→ **EXTRACTED MATERIAL**
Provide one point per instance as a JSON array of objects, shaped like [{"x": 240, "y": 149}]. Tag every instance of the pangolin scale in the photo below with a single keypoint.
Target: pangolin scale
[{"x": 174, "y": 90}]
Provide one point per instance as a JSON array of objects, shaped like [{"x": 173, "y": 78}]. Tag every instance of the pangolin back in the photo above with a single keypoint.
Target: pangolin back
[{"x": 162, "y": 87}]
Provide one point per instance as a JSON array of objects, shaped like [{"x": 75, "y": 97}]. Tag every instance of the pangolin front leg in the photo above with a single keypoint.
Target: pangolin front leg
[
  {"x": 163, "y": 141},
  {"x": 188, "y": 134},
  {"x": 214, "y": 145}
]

---

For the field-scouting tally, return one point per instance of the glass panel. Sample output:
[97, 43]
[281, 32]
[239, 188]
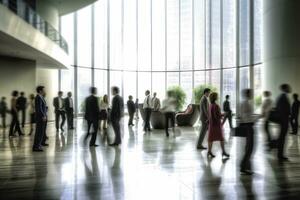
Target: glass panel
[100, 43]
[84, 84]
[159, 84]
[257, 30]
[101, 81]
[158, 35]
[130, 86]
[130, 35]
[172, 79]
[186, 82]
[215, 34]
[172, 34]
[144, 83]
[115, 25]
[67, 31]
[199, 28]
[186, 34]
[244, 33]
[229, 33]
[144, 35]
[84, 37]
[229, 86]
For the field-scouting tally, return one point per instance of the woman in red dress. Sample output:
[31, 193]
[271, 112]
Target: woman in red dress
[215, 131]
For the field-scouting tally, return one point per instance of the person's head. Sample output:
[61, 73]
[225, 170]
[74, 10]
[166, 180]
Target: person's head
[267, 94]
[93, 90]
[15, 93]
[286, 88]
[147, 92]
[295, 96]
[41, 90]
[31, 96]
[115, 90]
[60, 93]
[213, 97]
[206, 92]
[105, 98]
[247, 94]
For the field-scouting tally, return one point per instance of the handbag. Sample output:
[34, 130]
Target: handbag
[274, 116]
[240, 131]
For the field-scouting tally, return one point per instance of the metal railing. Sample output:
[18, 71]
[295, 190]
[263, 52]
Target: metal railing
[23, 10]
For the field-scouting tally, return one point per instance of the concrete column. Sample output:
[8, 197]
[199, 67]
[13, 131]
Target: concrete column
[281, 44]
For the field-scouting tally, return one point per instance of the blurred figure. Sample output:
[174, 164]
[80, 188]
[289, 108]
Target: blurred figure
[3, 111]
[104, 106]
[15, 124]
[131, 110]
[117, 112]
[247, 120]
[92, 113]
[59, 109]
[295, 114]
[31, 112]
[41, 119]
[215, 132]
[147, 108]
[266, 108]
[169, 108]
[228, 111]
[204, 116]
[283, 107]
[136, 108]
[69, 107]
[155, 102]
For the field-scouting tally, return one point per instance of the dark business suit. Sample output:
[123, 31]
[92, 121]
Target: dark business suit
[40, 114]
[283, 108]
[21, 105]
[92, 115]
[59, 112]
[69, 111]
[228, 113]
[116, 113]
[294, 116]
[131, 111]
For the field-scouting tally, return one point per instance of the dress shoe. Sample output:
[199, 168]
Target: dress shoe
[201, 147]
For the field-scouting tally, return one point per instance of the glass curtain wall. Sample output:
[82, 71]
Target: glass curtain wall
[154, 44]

* * *

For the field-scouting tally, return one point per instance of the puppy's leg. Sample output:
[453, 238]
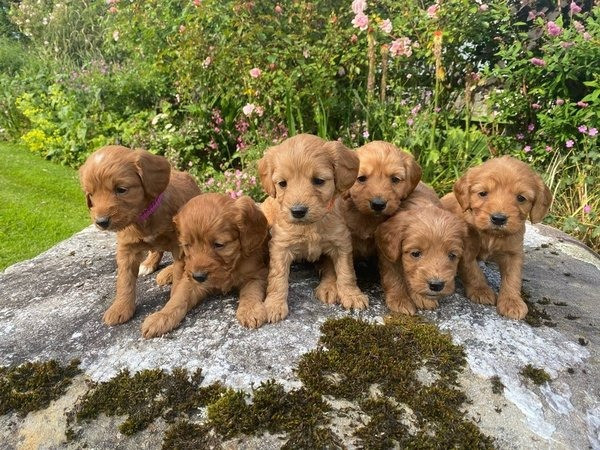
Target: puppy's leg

→ **REQUIRED TASK**
Copy the listing above word for word, from the line with "of the puppy's" to the line with "Target: puppy's leg", including both of those lines. Leave any pictures out of your copy.

→ **WORKED ANSWER**
For the field-scouting tally, return one point per instance of the puppy's leg. Sample output:
[453, 238]
Target: puppy's leg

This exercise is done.